>>>>

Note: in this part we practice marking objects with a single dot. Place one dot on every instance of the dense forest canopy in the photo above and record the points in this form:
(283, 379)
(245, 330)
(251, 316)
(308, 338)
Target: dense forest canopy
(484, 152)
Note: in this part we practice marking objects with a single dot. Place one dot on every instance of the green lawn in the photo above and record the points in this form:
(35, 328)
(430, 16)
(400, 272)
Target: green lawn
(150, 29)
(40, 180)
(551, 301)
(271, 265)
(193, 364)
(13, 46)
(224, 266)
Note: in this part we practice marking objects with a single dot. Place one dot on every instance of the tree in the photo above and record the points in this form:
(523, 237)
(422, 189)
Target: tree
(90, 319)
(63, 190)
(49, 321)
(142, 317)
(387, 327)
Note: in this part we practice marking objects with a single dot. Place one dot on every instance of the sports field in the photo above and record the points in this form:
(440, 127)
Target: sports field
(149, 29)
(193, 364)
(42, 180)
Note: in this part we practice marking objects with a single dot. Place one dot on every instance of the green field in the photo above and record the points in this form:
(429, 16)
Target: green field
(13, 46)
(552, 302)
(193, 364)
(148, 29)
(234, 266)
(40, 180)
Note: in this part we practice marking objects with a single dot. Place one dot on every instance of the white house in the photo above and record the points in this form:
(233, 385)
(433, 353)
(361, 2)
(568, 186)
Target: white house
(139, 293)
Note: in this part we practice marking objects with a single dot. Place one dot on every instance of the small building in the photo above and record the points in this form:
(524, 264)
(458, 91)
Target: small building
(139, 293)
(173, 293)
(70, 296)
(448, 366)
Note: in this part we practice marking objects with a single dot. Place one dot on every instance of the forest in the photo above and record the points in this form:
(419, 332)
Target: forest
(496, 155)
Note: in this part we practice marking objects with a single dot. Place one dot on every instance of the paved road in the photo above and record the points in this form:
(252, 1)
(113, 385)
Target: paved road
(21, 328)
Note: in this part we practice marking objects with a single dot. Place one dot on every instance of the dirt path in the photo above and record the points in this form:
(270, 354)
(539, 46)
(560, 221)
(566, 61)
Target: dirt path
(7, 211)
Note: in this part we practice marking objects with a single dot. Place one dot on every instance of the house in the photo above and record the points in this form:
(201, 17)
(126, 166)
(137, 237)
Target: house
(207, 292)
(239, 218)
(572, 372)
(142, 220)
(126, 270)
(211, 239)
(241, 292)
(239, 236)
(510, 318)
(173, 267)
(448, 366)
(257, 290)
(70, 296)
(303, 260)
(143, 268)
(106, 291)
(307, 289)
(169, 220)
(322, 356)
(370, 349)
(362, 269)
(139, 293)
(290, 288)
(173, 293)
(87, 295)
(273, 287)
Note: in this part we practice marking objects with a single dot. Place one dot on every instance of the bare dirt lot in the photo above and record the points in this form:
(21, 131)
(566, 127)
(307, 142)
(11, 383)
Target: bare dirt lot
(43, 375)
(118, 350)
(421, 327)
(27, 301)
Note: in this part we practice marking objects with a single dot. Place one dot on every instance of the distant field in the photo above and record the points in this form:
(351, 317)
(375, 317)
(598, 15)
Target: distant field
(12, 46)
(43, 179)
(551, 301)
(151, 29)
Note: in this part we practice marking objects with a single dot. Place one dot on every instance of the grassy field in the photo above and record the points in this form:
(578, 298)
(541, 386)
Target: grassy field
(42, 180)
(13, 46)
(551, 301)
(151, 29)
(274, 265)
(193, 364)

<<<<

## PROBLEM
Copy each record from above exactly, and include every line.

## TASK ANSWER
Note: in this part we practice marking objects with a single dot. Place one dot on every instance of the dense forest canopy in the photo above and record the points in this form:
(283, 379)
(245, 330)
(251, 316)
(308, 338)
Target: dense forest canopy
(484, 152)
Note: in this part we practice marking objects with a single dot. Place one dot on every instance of the green lawn in the photo above and record the points in this form:
(35, 328)
(430, 16)
(400, 272)
Target: green lawn
(150, 29)
(40, 180)
(551, 301)
(271, 265)
(193, 364)
(13, 46)
(224, 266)
Note: in this part we practice marking objects with a single dot. Place one dot on every instance of the tree in the photo above and record the points in this form:
(523, 237)
(422, 189)
Target: tree
(90, 319)
(63, 190)
(49, 321)
(142, 317)
(387, 327)
Note: in this part we practice marking objects with a single dot. Place one dot on every instance of the sports field in the photo above and record the points in this form:
(440, 127)
Target: sports field
(149, 29)
(193, 364)
(42, 180)
Note: in this part we practice marking objects with a single dot. Place one dot on every instance of the green field in the photo above and record the points in this form:
(429, 16)
Target: green field
(13, 46)
(552, 302)
(193, 364)
(148, 29)
(234, 266)
(40, 180)
Note: in this part we practice marking objects with a single dot. Place one dot on every instance of the white house in the photo above and record the points in this form:
(233, 385)
(433, 353)
(361, 2)
(568, 186)
Target: white house
(139, 293)
Note: in this part we practice marking objects with a single dot. Place one dot on every instance of the small building in the photo above and record the points in this form:
(524, 264)
(458, 91)
Target: small building
(139, 293)
(173, 293)
(70, 296)
(448, 366)
Note: in this part we practice marking objects with a single dot. Place one dot on every instance of the forest in the photo above and record the points in this form:
(419, 332)
Target: forest
(496, 155)
Note: in this part we practice marking objects with a single dot. Place one dot on every instance of the paved road in the photo above and record the points in this form:
(252, 1)
(113, 385)
Target: paved road
(21, 328)
Note: in this part we practice marking objects with a single dot. Place one dot on every instance of the dirt path in the photo above and record the points in this form:
(270, 354)
(539, 46)
(560, 221)
(566, 61)
Target: dirt path
(7, 211)
Note: in this part we practice marking objects with a single dot. Place one dot on every instance of the house in the photo above and record the points in this form:
(201, 17)
(126, 166)
(137, 237)
Target: house
(207, 292)
(239, 218)
(572, 372)
(142, 220)
(126, 270)
(211, 239)
(241, 292)
(239, 236)
(510, 318)
(173, 267)
(448, 366)
(257, 290)
(70, 296)
(303, 260)
(143, 268)
(106, 291)
(307, 289)
(169, 220)
(322, 356)
(370, 349)
(362, 269)
(139, 293)
(290, 288)
(173, 293)
(87, 295)
(273, 287)
Note: in this part we practice marking objects with a single dot. Place one dot on every instance of the bare dirt lot in the photo above and record the points in this form:
(21, 131)
(566, 127)
(307, 142)
(11, 383)
Target: bare dirt lot
(43, 375)
(118, 350)
(421, 327)
(27, 301)
Note: in this part we practice marking objects with a single dot. Place one dot on every instance of the distant field in the photo above and record the points in this form:
(351, 317)
(375, 317)
(598, 15)
Target: distant field
(12, 46)
(43, 179)
(551, 301)
(151, 29)
Note: in this part we practice marking objects with a single dot. Place one dot on every instance of the grassy field in the photo above and record the points in this form:
(578, 298)
(541, 386)
Target: grassy field
(42, 180)
(13, 46)
(551, 301)
(151, 29)
(274, 265)
(193, 364)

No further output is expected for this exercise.